-- Your assignment --
Please return only the lines from the one holding "BATCH JOB #2094 — Class: mediamarkt logo" through the one holding "BATCH JOB #2094 — Class: hand holding phone", exactly as they appear in the records below, both ends included.

-- Extracted material --
§
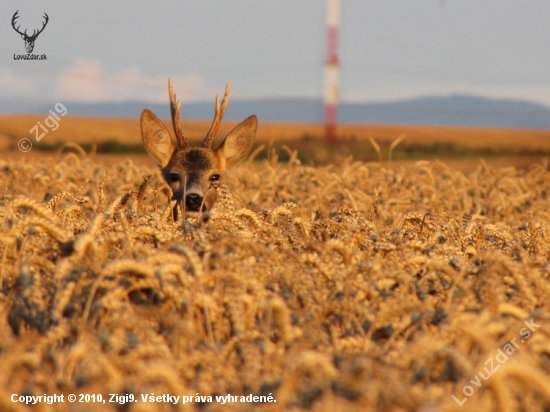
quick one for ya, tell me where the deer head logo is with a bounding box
[11,11,49,54]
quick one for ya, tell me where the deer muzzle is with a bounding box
[185,193,203,211]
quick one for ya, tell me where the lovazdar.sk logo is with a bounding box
[11,10,48,60]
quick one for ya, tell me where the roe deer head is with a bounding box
[141,78,257,215]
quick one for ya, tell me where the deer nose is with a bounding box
[185,193,203,211]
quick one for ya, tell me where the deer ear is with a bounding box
[216,115,257,169]
[141,109,176,168]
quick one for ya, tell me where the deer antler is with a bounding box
[32,13,49,39]
[11,11,49,40]
[203,82,230,149]
[168,78,188,150]
[11,11,26,37]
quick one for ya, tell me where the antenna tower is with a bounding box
[324,0,341,142]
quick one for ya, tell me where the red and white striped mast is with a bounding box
[324,0,341,143]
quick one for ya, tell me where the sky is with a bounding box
[1,1,549,107]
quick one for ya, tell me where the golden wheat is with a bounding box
[0,150,550,411]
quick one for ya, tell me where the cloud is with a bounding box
[55,59,213,103]
[0,69,36,98]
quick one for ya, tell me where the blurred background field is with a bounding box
[2,115,550,171]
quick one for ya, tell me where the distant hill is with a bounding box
[1,94,549,129]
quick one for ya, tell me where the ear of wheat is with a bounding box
[0,152,549,411]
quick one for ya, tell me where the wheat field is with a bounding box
[3,114,550,151]
[1,148,550,411]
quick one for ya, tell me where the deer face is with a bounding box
[141,79,256,213]
[22,35,37,54]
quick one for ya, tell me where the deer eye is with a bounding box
[210,174,221,182]
[169,173,180,183]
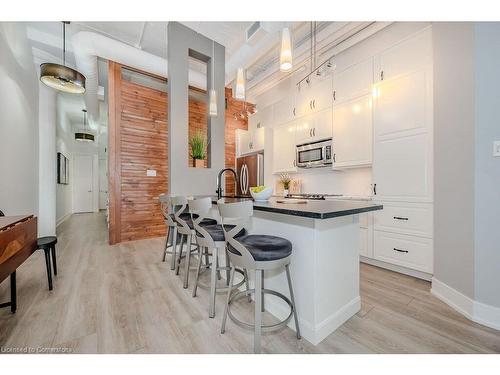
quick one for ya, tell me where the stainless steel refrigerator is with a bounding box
[236,153,264,197]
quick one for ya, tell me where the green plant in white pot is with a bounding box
[190,131,208,168]
[279,172,292,197]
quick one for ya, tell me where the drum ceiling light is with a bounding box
[40,21,86,94]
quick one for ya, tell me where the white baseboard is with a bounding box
[361,256,433,281]
[56,213,72,227]
[431,277,500,332]
[264,295,360,346]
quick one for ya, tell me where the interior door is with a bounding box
[74,155,94,213]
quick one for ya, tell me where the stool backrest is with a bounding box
[0,209,4,217]
[159,194,176,226]
[188,197,213,242]
[217,200,255,265]
[171,196,190,230]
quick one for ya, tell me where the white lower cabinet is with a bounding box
[373,201,433,238]
[373,230,433,273]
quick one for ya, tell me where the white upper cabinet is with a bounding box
[236,127,265,156]
[333,59,373,104]
[252,126,265,152]
[375,28,432,82]
[249,104,273,129]
[372,29,433,203]
[248,111,260,130]
[295,108,332,145]
[332,94,373,168]
[273,96,295,126]
[295,76,333,117]
[272,120,298,174]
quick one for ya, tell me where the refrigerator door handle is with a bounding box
[240,166,245,195]
[244,164,249,194]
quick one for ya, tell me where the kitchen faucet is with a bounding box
[216,168,238,199]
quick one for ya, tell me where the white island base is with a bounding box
[248,210,361,346]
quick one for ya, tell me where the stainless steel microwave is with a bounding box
[296,138,333,168]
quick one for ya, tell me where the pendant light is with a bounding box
[40,21,86,94]
[75,109,94,142]
[279,27,293,72]
[235,67,246,100]
[209,40,218,117]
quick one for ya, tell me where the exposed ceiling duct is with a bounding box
[224,21,287,86]
[71,31,207,122]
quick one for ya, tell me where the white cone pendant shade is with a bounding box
[209,89,218,117]
[280,27,293,72]
[235,67,246,100]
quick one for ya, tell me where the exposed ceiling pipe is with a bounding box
[224,21,287,86]
[71,31,206,123]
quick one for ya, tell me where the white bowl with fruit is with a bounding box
[249,186,273,202]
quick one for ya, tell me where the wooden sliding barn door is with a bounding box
[108,61,168,244]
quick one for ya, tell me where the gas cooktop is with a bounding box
[285,193,343,200]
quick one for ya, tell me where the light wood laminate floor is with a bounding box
[1,212,499,353]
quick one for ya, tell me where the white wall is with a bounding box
[474,22,500,309]
[255,22,430,197]
[433,22,476,299]
[56,99,74,224]
[38,82,57,236]
[0,23,39,217]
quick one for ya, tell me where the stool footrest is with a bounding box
[227,288,294,333]
[195,268,245,293]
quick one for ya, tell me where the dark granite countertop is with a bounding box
[200,195,383,220]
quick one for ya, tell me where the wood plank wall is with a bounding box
[109,62,251,244]
[108,62,168,244]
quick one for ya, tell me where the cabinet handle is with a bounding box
[293,108,296,116]
[393,248,409,254]
[313,128,316,137]
[333,153,336,163]
[249,142,253,149]
[309,129,312,137]
[380,70,384,81]
[293,159,296,167]
[309,101,312,110]
[313,99,316,109]
[333,91,336,101]
[373,183,377,195]
[393,216,409,221]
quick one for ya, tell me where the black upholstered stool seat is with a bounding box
[170,212,191,221]
[199,224,246,242]
[37,236,57,249]
[186,217,217,230]
[228,235,292,261]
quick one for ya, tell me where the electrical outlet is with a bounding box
[494,140,500,157]
[146,169,157,177]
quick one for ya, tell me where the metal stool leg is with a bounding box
[243,269,252,302]
[254,269,263,354]
[162,227,172,262]
[175,234,185,275]
[183,234,193,288]
[221,266,235,334]
[261,271,265,312]
[192,246,204,297]
[170,227,178,270]
[225,250,230,285]
[209,246,218,318]
[285,264,301,339]
[43,248,53,291]
[51,245,57,276]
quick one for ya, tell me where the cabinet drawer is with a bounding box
[373,202,432,237]
[373,230,433,273]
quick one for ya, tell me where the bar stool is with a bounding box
[159,194,186,270]
[171,196,217,289]
[188,197,249,318]
[218,200,301,354]
[36,236,58,291]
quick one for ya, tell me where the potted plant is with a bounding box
[279,173,292,197]
[189,131,208,168]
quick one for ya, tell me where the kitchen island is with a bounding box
[205,196,383,345]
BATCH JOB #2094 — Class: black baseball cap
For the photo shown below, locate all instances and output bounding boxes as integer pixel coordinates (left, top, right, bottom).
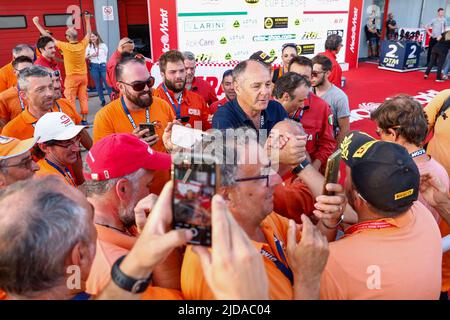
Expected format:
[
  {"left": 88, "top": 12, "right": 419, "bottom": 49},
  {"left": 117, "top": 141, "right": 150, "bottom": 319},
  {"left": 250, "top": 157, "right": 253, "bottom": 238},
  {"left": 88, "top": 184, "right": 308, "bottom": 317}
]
[
  {"left": 249, "top": 51, "right": 277, "bottom": 65},
  {"left": 340, "top": 131, "right": 419, "bottom": 213}
]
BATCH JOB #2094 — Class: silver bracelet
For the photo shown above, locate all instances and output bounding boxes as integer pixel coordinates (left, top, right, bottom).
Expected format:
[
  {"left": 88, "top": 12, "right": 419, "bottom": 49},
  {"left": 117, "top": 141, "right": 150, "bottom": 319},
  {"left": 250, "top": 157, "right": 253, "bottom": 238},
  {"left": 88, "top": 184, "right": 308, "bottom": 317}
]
[{"left": 321, "top": 214, "right": 344, "bottom": 229}]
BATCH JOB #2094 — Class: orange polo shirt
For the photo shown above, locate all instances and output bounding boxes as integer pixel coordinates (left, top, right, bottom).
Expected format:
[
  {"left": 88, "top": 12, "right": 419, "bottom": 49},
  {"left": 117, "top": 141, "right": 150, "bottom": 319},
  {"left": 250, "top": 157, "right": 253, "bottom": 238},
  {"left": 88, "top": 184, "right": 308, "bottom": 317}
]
[
  {"left": 320, "top": 201, "right": 442, "bottom": 300},
  {"left": 153, "top": 85, "right": 211, "bottom": 130},
  {"left": 86, "top": 224, "right": 183, "bottom": 300},
  {"left": 0, "top": 62, "right": 16, "bottom": 93},
  {"left": 181, "top": 212, "right": 298, "bottom": 300},
  {"left": 56, "top": 38, "right": 89, "bottom": 76},
  {"left": 35, "top": 158, "right": 77, "bottom": 187},
  {"left": 1, "top": 100, "right": 82, "bottom": 140},
  {"left": 93, "top": 96, "right": 174, "bottom": 194},
  {"left": 0, "top": 86, "right": 25, "bottom": 126}
]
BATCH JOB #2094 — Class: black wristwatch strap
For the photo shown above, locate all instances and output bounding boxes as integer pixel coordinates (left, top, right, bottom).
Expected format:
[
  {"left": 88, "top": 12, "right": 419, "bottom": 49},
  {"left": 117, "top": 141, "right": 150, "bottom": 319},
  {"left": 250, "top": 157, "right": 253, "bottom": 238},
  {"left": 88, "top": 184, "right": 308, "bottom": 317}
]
[
  {"left": 111, "top": 255, "right": 152, "bottom": 294},
  {"left": 292, "top": 159, "right": 311, "bottom": 175}
]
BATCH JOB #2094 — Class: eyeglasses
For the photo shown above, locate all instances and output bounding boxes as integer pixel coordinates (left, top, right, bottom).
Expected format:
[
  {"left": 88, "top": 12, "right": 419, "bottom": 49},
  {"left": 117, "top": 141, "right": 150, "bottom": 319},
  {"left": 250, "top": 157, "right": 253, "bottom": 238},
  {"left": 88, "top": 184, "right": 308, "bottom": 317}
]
[
  {"left": 119, "top": 76, "right": 155, "bottom": 92},
  {"left": 235, "top": 162, "right": 272, "bottom": 187},
  {"left": 0, "top": 156, "right": 35, "bottom": 170},
  {"left": 50, "top": 135, "right": 81, "bottom": 148},
  {"left": 311, "top": 70, "right": 326, "bottom": 77}
]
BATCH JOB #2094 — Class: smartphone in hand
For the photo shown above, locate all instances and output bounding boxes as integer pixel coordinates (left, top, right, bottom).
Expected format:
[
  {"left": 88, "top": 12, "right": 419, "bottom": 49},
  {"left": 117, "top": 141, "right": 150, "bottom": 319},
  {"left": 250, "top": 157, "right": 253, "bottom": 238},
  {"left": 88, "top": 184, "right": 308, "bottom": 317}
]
[
  {"left": 322, "top": 149, "right": 342, "bottom": 196},
  {"left": 139, "top": 122, "right": 156, "bottom": 138},
  {"left": 172, "top": 153, "right": 219, "bottom": 246}
]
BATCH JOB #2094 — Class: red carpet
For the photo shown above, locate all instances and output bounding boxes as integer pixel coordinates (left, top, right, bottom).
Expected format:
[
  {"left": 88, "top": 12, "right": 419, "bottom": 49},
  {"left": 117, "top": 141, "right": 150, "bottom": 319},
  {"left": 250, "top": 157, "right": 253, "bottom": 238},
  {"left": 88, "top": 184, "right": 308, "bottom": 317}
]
[{"left": 342, "top": 62, "right": 449, "bottom": 137}]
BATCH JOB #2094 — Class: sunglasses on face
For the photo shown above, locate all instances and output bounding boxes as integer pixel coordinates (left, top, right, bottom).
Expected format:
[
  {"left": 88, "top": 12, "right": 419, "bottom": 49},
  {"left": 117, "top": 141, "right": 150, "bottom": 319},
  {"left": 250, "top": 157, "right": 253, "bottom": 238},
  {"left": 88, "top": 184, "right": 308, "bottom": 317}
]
[
  {"left": 119, "top": 76, "right": 155, "bottom": 92},
  {"left": 51, "top": 135, "right": 81, "bottom": 148},
  {"left": 49, "top": 70, "right": 61, "bottom": 78}
]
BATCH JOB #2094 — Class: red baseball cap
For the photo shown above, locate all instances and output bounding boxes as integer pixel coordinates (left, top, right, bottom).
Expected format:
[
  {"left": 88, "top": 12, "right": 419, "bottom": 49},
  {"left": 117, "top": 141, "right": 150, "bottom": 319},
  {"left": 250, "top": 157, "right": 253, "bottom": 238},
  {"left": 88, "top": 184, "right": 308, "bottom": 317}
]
[{"left": 84, "top": 133, "right": 171, "bottom": 181}]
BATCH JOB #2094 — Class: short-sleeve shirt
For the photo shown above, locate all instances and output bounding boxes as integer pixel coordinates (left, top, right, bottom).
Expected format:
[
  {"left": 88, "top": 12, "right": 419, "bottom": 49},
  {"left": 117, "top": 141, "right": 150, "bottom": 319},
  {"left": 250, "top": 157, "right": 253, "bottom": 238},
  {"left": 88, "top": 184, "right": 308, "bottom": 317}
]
[
  {"left": 318, "top": 85, "right": 350, "bottom": 135},
  {"left": 93, "top": 96, "right": 175, "bottom": 194},
  {"left": 427, "top": 17, "right": 447, "bottom": 38},
  {"left": 424, "top": 89, "right": 450, "bottom": 176},
  {"left": 56, "top": 38, "right": 89, "bottom": 75},
  {"left": 212, "top": 99, "right": 288, "bottom": 135},
  {"left": 181, "top": 212, "right": 298, "bottom": 300},
  {"left": 2, "top": 100, "right": 82, "bottom": 140},
  {"left": 0, "top": 86, "right": 25, "bottom": 125},
  {"left": 0, "top": 62, "right": 16, "bottom": 93},
  {"left": 320, "top": 201, "right": 442, "bottom": 300}
]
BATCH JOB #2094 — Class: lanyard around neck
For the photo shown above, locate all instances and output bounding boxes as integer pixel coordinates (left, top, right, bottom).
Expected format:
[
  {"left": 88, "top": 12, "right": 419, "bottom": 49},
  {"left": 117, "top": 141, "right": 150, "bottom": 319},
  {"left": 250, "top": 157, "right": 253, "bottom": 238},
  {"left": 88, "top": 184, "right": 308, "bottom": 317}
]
[
  {"left": 45, "top": 158, "right": 76, "bottom": 186},
  {"left": 260, "top": 234, "right": 293, "bottom": 285},
  {"left": 120, "top": 96, "right": 150, "bottom": 129},
  {"left": 410, "top": 148, "right": 426, "bottom": 158},
  {"left": 162, "top": 84, "right": 182, "bottom": 119}
]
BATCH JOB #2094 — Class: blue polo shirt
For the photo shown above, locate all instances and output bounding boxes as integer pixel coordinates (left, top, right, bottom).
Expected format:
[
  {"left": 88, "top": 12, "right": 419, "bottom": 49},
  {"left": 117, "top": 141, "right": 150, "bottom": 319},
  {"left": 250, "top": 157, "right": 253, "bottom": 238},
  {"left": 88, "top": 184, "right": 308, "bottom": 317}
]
[{"left": 212, "top": 99, "right": 288, "bottom": 133}]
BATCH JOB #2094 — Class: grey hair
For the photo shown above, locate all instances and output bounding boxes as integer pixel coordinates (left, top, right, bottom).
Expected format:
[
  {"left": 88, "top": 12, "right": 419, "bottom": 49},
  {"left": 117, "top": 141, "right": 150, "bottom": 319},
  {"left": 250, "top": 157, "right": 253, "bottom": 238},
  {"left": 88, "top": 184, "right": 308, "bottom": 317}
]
[
  {"left": 182, "top": 51, "right": 196, "bottom": 61},
  {"left": 18, "top": 65, "right": 50, "bottom": 92},
  {"left": 0, "top": 176, "right": 91, "bottom": 297},
  {"left": 12, "top": 44, "right": 34, "bottom": 58},
  {"left": 197, "top": 128, "right": 259, "bottom": 187},
  {"left": 82, "top": 164, "right": 146, "bottom": 197}
]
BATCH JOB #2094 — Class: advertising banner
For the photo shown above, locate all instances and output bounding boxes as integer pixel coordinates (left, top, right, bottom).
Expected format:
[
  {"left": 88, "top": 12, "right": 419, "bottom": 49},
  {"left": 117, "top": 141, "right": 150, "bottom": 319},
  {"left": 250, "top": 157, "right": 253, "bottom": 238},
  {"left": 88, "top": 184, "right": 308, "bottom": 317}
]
[
  {"left": 176, "top": 0, "right": 350, "bottom": 64},
  {"left": 148, "top": 0, "right": 179, "bottom": 61},
  {"left": 345, "top": 0, "right": 363, "bottom": 68}
]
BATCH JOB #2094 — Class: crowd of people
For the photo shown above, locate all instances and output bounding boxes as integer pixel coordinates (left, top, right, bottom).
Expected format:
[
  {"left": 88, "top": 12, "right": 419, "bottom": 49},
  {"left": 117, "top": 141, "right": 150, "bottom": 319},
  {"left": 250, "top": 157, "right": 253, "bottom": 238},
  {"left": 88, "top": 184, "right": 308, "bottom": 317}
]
[{"left": 0, "top": 10, "right": 449, "bottom": 301}]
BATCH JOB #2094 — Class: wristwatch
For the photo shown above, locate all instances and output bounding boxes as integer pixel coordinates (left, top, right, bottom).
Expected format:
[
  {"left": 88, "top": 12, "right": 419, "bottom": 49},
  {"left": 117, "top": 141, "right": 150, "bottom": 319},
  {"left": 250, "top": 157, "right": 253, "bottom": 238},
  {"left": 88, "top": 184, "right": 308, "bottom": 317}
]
[
  {"left": 111, "top": 255, "right": 152, "bottom": 294},
  {"left": 292, "top": 159, "right": 311, "bottom": 175}
]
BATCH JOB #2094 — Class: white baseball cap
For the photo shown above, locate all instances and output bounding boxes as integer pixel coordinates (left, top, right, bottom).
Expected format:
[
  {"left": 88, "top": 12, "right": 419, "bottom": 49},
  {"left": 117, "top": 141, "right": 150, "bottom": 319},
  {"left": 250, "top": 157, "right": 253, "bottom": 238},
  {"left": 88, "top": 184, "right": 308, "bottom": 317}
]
[{"left": 34, "top": 112, "right": 85, "bottom": 143}]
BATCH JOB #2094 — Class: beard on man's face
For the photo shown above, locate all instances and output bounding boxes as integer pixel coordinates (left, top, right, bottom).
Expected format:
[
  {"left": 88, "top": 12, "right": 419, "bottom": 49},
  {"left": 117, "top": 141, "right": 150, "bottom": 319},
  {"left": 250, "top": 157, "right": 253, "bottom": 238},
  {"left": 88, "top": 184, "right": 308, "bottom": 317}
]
[
  {"left": 124, "top": 86, "right": 153, "bottom": 108},
  {"left": 164, "top": 78, "right": 185, "bottom": 93}
]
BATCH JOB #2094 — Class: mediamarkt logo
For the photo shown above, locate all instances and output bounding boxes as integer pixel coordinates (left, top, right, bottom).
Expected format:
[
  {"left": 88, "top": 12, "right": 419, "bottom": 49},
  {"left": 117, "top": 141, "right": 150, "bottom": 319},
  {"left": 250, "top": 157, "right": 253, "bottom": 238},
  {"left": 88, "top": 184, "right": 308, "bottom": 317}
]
[
  {"left": 349, "top": 7, "right": 358, "bottom": 54},
  {"left": 160, "top": 8, "right": 170, "bottom": 53}
]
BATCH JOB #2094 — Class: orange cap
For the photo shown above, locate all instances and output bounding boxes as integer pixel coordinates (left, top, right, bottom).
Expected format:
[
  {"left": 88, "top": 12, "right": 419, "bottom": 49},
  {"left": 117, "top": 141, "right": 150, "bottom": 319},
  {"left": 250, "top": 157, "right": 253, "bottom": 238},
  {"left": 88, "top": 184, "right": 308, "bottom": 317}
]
[{"left": 0, "top": 136, "right": 37, "bottom": 160}]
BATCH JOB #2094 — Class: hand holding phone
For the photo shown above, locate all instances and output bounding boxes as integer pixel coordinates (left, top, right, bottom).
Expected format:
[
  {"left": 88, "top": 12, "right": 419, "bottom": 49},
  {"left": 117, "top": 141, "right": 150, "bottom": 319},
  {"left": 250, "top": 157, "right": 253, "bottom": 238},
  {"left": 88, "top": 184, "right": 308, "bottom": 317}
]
[
  {"left": 139, "top": 122, "right": 156, "bottom": 138},
  {"left": 172, "top": 153, "right": 219, "bottom": 246},
  {"left": 322, "top": 149, "right": 342, "bottom": 196}
]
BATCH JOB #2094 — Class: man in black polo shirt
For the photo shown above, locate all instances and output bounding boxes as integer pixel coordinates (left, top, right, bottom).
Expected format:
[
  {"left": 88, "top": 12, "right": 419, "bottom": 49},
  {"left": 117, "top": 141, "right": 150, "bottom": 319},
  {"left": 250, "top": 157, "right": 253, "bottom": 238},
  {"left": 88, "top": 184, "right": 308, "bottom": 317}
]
[{"left": 212, "top": 59, "right": 287, "bottom": 134}]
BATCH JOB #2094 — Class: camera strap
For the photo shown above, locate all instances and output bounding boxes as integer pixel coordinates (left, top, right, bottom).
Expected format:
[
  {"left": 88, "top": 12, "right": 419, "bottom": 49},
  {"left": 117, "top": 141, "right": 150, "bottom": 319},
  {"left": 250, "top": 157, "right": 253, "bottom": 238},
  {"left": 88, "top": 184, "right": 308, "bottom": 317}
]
[
  {"left": 121, "top": 96, "right": 150, "bottom": 129},
  {"left": 260, "top": 235, "right": 294, "bottom": 285}
]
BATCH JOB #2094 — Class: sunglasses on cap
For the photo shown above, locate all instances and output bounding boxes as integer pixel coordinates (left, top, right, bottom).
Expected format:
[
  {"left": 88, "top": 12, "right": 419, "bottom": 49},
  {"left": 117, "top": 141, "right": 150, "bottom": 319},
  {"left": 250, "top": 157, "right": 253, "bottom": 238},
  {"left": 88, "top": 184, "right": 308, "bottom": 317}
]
[{"left": 119, "top": 76, "right": 155, "bottom": 91}]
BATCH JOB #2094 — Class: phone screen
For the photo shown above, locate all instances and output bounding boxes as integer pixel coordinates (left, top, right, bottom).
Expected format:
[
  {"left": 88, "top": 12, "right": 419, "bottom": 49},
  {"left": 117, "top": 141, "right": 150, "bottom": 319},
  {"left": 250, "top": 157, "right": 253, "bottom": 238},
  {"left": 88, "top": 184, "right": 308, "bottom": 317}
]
[
  {"left": 172, "top": 154, "right": 217, "bottom": 246},
  {"left": 322, "top": 149, "right": 342, "bottom": 196},
  {"left": 139, "top": 123, "right": 155, "bottom": 137}
]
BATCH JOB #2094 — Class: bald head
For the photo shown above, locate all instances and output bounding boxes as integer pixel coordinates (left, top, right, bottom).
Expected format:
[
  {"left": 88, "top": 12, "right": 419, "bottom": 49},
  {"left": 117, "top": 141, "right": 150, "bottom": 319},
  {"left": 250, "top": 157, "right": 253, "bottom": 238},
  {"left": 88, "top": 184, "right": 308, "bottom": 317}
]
[
  {"left": 118, "top": 37, "right": 134, "bottom": 54},
  {"left": 12, "top": 44, "right": 34, "bottom": 61},
  {"left": 65, "top": 27, "right": 78, "bottom": 41},
  {"left": 272, "top": 119, "right": 306, "bottom": 136}
]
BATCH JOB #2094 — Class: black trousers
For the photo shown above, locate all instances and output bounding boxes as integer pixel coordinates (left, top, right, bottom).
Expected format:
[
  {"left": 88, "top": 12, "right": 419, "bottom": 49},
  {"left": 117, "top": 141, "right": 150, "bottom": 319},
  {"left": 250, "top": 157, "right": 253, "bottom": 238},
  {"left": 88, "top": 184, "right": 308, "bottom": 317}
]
[
  {"left": 427, "top": 37, "right": 438, "bottom": 64},
  {"left": 425, "top": 51, "right": 446, "bottom": 80}
]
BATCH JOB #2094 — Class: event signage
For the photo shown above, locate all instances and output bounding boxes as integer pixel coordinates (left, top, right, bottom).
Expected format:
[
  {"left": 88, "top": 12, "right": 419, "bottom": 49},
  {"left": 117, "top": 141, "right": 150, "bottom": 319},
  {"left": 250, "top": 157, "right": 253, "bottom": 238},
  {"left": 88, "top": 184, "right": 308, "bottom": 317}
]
[{"left": 378, "top": 40, "right": 421, "bottom": 72}]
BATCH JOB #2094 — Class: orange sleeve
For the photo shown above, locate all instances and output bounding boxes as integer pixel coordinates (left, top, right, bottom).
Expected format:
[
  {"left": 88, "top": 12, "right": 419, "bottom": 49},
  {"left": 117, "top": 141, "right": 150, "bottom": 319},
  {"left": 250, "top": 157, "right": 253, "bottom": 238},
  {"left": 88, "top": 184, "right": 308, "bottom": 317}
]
[
  {"left": 141, "top": 287, "right": 184, "bottom": 300},
  {"left": 273, "top": 180, "right": 315, "bottom": 224},
  {"left": 0, "top": 66, "right": 11, "bottom": 93},
  {"left": 0, "top": 94, "right": 10, "bottom": 122},
  {"left": 93, "top": 107, "right": 115, "bottom": 143}
]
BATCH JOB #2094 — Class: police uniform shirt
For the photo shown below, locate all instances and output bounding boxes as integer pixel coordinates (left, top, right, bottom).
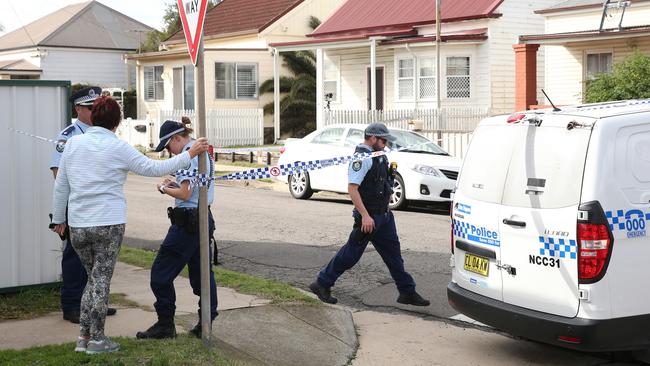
§
-- Solution to the exercise --
BATCH JOB #2094 — Class: mediamarkt logo
For the photo shown above, locate all instances and output bounding boxes as integer pixel coordinates (left, top, right, bottom).
Expected format:
[
  {"left": 88, "top": 12, "right": 419, "bottom": 49},
  {"left": 117, "top": 141, "right": 150, "bottom": 319},
  {"left": 250, "top": 157, "right": 253, "bottom": 238},
  {"left": 88, "top": 184, "right": 308, "bottom": 317}
]
[
  {"left": 349, "top": 7, "right": 358, "bottom": 54},
  {"left": 160, "top": 8, "right": 170, "bottom": 53}
]
BATCH JOB #2094 — Class: orange cap
For the photo shown above, locate all instances and output bounding boxes as integer pixel coordinates (left, top, right, bottom).
Expected format:
[
  {"left": 88, "top": 12, "right": 419, "bottom": 49},
  {"left": 117, "top": 141, "right": 150, "bottom": 319},
  {"left": 250, "top": 157, "right": 253, "bottom": 238},
  {"left": 88, "top": 184, "right": 308, "bottom": 317}
]
[{"left": 0, "top": 136, "right": 37, "bottom": 160}]
BATCH JOB #2094 — Class: hand holding phone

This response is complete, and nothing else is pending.